* OBJECTIVE:
Convert the lines of the items below, starting at the line that contains "Target: catcher's mitt" and ending at the last line of the items (both included), into a JSON list of strings with one string per line and blank lines left out.

* DATA TO USE:
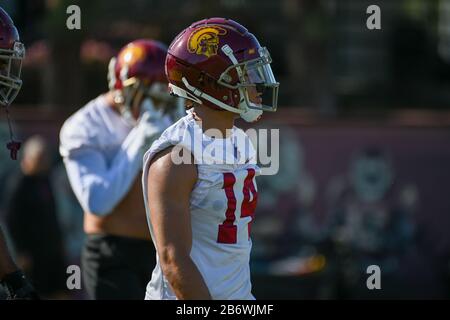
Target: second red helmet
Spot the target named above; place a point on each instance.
(218, 63)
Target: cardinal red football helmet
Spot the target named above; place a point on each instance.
(12, 52)
(138, 67)
(218, 63)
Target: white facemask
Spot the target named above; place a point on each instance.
(251, 115)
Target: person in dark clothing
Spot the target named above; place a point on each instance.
(32, 222)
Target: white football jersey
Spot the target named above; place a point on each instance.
(222, 206)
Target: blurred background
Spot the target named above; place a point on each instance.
(364, 119)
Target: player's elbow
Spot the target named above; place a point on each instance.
(172, 260)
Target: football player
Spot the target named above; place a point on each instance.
(102, 145)
(200, 212)
(12, 52)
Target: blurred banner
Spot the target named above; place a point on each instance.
(348, 194)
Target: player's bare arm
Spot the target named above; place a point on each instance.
(168, 200)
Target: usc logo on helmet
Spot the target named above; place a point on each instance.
(205, 41)
(131, 54)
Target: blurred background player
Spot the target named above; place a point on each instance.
(102, 145)
(11, 54)
(203, 238)
(32, 221)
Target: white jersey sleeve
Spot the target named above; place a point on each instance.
(100, 172)
(222, 206)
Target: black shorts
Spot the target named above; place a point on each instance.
(116, 267)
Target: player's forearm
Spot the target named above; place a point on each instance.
(7, 264)
(185, 279)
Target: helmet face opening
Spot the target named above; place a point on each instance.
(10, 70)
(256, 82)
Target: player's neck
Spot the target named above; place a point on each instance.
(214, 119)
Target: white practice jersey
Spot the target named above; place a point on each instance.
(222, 205)
(103, 154)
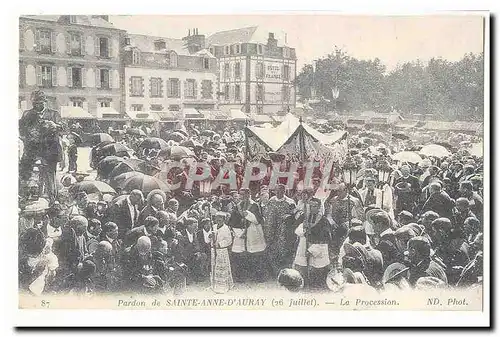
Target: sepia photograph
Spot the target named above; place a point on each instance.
(279, 161)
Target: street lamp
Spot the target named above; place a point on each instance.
(349, 176)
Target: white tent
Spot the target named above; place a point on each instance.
(292, 138)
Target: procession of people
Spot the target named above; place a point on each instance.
(408, 218)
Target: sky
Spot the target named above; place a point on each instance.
(393, 39)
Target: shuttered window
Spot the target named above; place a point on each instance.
(136, 86)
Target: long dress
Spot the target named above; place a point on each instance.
(221, 277)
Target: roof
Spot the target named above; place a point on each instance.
(146, 43)
(253, 34)
(83, 20)
(74, 112)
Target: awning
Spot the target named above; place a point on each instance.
(106, 111)
(145, 116)
(74, 112)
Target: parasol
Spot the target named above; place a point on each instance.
(208, 133)
(144, 183)
(114, 149)
(98, 138)
(36, 207)
(407, 156)
(91, 186)
(401, 136)
(178, 152)
(153, 143)
(119, 180)
(435, 150)
(133, 164)
(191, 143)
(136, 132)
(176, 136)
(107, 165)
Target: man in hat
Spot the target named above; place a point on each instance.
(279, 209)
(39, 130)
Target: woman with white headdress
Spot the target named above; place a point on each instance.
(312, 258)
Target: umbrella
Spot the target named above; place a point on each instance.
(183, 132)
(407, 156)
(107, 165)
(178, 152)
(208, 133)
(476, 149)
(153, 143)
(176, 136)
(119, 180)
(136, 132)
(401, 136)
(91, 186)
(435, 150)
(98, 138)
(191, 143)
(133, 164)
(114, 149)
(36, 207)
(144, 183)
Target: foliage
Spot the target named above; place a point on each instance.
(447, 90)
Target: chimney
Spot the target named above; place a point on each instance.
(272, 43)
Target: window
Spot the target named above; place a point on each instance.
(156, 107)
(286, 72)
(260, 92)
(46, 76)
(237, 93)
(75, 44)
(173, 88)
(206, 89)
(104, 47)
(105, 103)
(104, 78)
(190, 89)
(160, 45)
(237, 70)
(173, 59)
(259, 70)
(77, 102)
(156, 87)
(75, 79)
(136, 56)
(285, 92)
(136, 86)
(45, 41)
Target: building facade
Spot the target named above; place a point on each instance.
(74, 59)
(254, 74)
(168, 75)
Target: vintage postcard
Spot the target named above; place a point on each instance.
(299, 162)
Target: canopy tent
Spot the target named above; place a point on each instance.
(74, 112)
(237, 115)
(293, 138)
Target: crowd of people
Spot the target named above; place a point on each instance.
(421, 228)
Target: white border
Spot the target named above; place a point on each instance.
(191, 318)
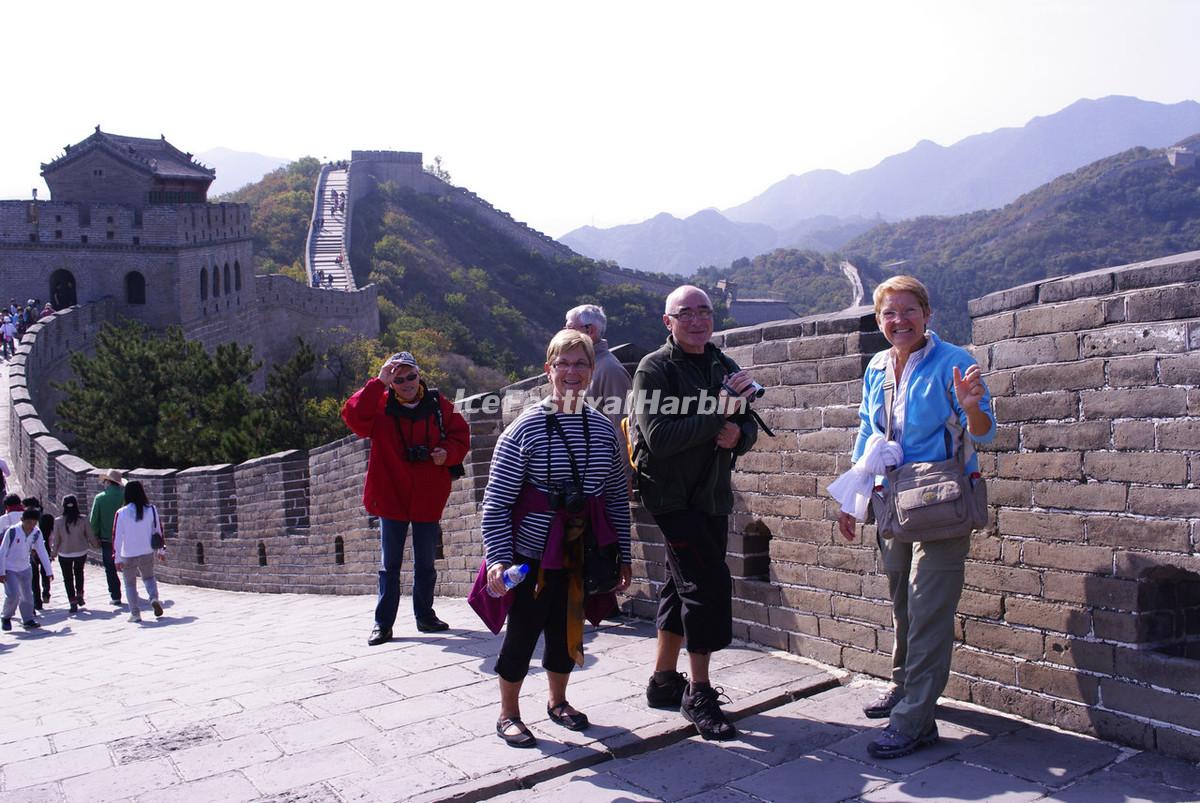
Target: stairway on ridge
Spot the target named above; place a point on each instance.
(328, 244)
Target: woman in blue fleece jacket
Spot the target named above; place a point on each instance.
(934, 381)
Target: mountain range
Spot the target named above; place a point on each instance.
(825, 209)
(237, 168)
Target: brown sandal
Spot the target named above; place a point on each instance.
(522, 738)
(571, 721)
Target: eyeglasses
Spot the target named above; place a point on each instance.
(895, 315)
(702, 313)
(579, 365)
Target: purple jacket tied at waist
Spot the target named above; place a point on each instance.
(495, 610)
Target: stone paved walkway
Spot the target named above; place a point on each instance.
(245, 696)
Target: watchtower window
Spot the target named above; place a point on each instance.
(135, 287)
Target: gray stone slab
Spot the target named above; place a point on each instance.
(1044, 756)
(1102, 789)
(707, 767)
(816, 778)
(114, 783)
(229, 787)
(1159, 769)
(953, 780)
(305, 768)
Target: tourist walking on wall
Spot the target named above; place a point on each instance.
(103, 508)
(684, 459)
(418, 444)
(70, 541)
(135, 547)
(557, 478)
(611, 382)
(17, 543)
(930, 383)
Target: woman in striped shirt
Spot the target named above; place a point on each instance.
(529, 516)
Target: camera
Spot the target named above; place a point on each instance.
(567, 495)
(753, 391)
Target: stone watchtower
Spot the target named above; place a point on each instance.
(129, 220)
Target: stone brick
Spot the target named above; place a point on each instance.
(1037, 407)
(1164, 502)
(1153, 703)
(1138, 533)
(1079, 436)
(1072, 557)
(988, 576)
(1039, 465)
(1087, 313)
(1133, 435)
(1059, 683)
(1116, 341)
(1179, 435)
(984, 665)
(1048, 616)
(1163, 304)
(1050, 526)
(1156, 669)
(1080, 496)
(1091, 589)
(1134, 402)
(817, 649)
(1089, 655)
(1035, 351)
(1003, 639)
(993, 328)
(1018, 493)
(1137, 467)
(1181, 370)
(850, 633)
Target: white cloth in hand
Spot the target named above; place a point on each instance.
(853, 489)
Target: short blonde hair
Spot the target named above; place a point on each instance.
(901, 285)
(565, 341)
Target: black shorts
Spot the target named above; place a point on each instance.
(697, 599)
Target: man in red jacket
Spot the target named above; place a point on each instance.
(417, 441)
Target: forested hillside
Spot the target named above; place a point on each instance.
(1126, 208)
(813, 282)
(495, 301)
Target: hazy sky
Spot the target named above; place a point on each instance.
(570, 113)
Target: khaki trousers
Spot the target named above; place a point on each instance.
(925, 582)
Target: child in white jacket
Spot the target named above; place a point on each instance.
(16, 570)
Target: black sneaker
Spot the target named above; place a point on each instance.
(702, 708)
(666, 694)
(433, 624)
(881, 707)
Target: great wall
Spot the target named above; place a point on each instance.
(1083, 599)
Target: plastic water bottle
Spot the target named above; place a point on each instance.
(513, 576)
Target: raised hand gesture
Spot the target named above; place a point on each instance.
(969, 388)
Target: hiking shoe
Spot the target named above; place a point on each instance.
(702, 708)
(893, 744)
(666, 694)
(882, 706)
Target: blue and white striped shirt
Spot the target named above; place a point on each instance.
(525, 451)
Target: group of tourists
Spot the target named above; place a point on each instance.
(124, 528)
(16, 318)
(556, 517)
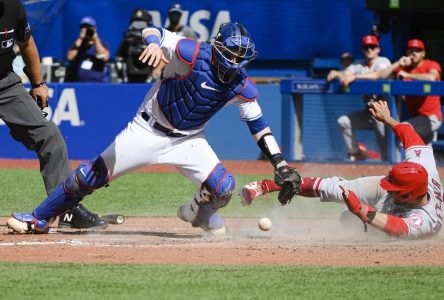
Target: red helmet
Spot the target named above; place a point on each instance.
(408, 178)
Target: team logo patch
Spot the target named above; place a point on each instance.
(7, 44)
(417, 153)
(415, 220)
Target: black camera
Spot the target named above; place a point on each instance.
(89, 33)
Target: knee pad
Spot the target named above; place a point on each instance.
(220, 184)
(88, 177)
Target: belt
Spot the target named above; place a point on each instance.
(159, 127)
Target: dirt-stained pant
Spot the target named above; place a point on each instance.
(28, 125)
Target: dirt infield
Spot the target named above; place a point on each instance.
(169, 240)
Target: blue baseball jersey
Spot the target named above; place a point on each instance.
(190, 93)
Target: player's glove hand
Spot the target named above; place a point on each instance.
(290, 181)
(365, 212)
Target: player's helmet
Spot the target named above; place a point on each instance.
(233, 49)
(408, 178)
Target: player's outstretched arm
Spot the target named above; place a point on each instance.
(152, 55)
(285, 176)
(404, 132)
(393, 226)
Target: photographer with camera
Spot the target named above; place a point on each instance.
(128, 66)
(88, 55)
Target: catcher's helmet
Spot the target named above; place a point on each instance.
(233, 49)
(408, 178)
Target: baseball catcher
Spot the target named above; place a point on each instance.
(197, 80)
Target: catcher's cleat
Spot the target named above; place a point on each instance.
(80, 217)
(214, 226)
(251, 191)
(27, 223)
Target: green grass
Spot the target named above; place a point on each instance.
(159, 194)
(103, 281)
(148, 194)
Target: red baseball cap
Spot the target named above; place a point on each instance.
(415, 43)
(370, 40)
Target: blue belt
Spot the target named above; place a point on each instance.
(159, 127)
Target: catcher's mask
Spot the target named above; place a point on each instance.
(409, 179)
(233, 49)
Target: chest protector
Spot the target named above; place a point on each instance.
(190, 101)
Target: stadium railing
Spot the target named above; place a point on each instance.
(302, 136)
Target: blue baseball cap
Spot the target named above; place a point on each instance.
(175, 7)
(88, 21)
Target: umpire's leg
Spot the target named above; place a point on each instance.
(28, 125)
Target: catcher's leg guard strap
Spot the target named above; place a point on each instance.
(216, 192)
(81, 182)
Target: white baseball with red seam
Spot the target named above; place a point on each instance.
(265, 224)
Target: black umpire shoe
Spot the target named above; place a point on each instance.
(80, 217)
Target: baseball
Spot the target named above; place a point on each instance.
(265, 224)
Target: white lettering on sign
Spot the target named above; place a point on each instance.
(67, 109)
(197, 21)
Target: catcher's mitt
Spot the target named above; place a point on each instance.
(290, 181)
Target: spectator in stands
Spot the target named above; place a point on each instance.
(129, 68)
(174, 15)
(362, 119)
(424, 111)
(88, 55)
(346, 60)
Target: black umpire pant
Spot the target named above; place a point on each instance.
(28, 125)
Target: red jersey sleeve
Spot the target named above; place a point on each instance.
(396, 226)
(407, 135)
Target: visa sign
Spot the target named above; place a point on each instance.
(195, 21)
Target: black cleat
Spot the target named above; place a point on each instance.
(81, 217)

* EXERCISE OUTPUT:
[
  "Target: catcher's mitt",
  "Spot the target named above; place a point on each instance.",
  "(290, 181)",
  "Target: spectator in stands",
  "Spot the target named above; place a point on each instance.",
  "(129, 68)",
  "(174, 15)",
  "(362, 119)",
  "(424, 111)",
  "(88, 55)",
  "(346, 60)",
  "Target: black umpire pant",
  "Spot the target named above; place a point on each instance.",
  "(28, 125)",
  "Target: red jersey sleeve",
  "Spot the target named above; place a point on each instance.",
  "(396, 226)",
  "(407, 135)",
  "Target: visa sign",
  "Spot the target named above; place a point on each instance.",
  "(195, 21)",
  "Target: black cleat",
  "Spot the target named above; place a point on each instance.",
  "(81, 217)"
]